Kurzaufgabe a:
Überarbeite den Textauszug über die Nahrungsmittelindustrie: Gib alles von "Das Ende des" bis hinunter zu "des Salats verloren." erneut wieder und setze dabei "Soße" an die Stelle von "Dressing".

Textauszug:
Das Ende des großen Fressens - · Wie die Nahrungsmittelindustrie Sie zu übermäßigem Essen verleitet - · Was Sie dagegen tun können
Menge Kalorien.«
Weil derartige Nahrung im Nu im Schlund verschwindet, werden die körpereigenen Signale, die uns »Ich bin satt« mitteilen sollen, einfach überrannt. Als Beispiel führt mein Informant Weißkraut-Möhren-Salat, den amerikanischen Cole Slaw, an. Wenn der Kohl grob gehackt ist, muss man ihn eine ganze Weile kauen. Wenn Kohl und Möhren jedoch durch ein fettreiches Dressing weicher werden, geht die typische, sättigende Wirkung des Salats verloren.

Kurzaufgabe b:
Gib jede Zeile der Auflistung zurück, in der die Zeichenfolge "window" vorkommt.

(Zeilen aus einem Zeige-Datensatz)
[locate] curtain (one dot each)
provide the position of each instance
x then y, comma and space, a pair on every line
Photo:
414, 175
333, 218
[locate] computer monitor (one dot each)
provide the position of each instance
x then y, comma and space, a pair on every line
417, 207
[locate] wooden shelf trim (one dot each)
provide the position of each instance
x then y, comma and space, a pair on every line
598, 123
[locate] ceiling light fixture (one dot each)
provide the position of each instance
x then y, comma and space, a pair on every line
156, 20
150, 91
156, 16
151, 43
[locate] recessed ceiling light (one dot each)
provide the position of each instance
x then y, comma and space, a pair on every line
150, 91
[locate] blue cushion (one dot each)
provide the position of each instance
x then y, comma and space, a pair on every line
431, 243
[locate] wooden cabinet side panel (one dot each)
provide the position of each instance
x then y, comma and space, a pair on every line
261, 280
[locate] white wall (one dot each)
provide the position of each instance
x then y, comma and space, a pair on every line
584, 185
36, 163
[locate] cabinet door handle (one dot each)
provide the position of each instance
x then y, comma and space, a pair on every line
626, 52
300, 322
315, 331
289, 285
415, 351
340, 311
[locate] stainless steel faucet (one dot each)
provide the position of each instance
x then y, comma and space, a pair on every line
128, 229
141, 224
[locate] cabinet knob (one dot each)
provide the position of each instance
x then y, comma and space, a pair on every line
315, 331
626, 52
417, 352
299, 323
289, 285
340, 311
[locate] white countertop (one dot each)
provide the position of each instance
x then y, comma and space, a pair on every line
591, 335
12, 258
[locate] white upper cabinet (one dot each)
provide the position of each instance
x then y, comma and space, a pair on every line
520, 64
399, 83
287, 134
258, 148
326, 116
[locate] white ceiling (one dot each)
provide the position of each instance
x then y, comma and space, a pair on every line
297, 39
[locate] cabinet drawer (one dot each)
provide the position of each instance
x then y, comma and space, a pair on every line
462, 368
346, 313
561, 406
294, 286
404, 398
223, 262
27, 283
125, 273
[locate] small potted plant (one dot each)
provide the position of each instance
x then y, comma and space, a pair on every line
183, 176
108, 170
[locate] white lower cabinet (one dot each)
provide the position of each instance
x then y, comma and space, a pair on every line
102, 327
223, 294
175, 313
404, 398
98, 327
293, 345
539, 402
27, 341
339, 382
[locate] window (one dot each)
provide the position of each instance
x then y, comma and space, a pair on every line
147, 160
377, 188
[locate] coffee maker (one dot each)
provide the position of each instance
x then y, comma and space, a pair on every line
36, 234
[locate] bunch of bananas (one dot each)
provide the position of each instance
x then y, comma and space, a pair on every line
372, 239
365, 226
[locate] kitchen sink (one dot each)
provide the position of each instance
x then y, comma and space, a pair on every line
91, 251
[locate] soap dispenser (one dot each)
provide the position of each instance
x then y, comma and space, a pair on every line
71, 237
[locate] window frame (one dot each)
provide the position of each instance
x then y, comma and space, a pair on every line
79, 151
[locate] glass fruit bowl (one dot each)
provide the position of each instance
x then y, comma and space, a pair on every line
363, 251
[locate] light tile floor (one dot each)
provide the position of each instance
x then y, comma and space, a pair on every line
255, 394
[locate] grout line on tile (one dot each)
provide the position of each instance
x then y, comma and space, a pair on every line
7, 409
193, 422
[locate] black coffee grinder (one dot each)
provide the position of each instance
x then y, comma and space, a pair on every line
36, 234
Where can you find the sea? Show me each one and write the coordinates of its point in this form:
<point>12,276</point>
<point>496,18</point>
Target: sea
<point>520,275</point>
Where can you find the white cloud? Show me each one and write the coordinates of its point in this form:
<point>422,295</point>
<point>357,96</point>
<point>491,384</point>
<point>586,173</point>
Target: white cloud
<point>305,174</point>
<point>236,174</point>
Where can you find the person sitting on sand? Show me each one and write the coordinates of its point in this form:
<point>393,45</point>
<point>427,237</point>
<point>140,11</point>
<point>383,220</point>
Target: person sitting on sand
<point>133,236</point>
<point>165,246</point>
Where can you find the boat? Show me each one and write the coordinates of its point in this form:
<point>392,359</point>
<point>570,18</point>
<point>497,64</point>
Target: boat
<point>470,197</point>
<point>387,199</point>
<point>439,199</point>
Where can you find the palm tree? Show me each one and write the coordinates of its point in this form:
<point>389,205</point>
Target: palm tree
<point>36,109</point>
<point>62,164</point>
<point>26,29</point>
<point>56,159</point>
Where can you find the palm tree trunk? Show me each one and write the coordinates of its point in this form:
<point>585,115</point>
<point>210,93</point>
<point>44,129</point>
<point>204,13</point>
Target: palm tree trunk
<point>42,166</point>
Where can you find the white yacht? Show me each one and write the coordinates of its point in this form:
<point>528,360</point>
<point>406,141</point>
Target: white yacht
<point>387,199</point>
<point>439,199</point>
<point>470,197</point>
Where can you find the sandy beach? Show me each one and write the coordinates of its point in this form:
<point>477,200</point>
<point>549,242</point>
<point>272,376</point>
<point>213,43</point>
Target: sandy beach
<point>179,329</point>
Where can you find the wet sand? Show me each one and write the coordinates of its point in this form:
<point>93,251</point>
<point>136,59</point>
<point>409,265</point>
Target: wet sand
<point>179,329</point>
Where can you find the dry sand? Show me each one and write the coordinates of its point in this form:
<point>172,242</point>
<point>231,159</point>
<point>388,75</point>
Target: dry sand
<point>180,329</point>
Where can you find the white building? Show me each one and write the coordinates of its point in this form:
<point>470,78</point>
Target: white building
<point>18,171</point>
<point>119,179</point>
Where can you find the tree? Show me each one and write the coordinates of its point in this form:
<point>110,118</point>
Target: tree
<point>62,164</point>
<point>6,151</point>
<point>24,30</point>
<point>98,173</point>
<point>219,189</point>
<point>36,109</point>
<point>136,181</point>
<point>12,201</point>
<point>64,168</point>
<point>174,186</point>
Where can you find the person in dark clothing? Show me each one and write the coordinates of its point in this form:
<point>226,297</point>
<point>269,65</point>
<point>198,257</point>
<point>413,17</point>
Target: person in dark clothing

Korrektes Ergebnis a:
Das Ende des großen Fressens - · Wie die Nahrungsmittelindustrie Sie zu übermäßigem Essen verleitet - · Was Sie dagegen tun können
Menge Kalorien.«
Weil derartige Nahrung im Nu im Schlund verschwindet, werden die körpereigenen Signale, die uns »Ich bin satt« mitteilen sollen, einfach überrannt. Als Beispiel führt mein Informant Weißkraut-Möhren-Salat, den amerikanischen Cole Slaw, an. Wenn der Kohl grob gehackt ist, muss man ihn eine ganze Weile kauen. Wenn Kohl und Möhren jedoch durch ein fettreiches Soße weicher werden, geht die typische, sättigende Wirkung des Salats verloren.

Korrektes Ergebnis b:
[locate] window (one dot each)
[locate] window frame (one dot each)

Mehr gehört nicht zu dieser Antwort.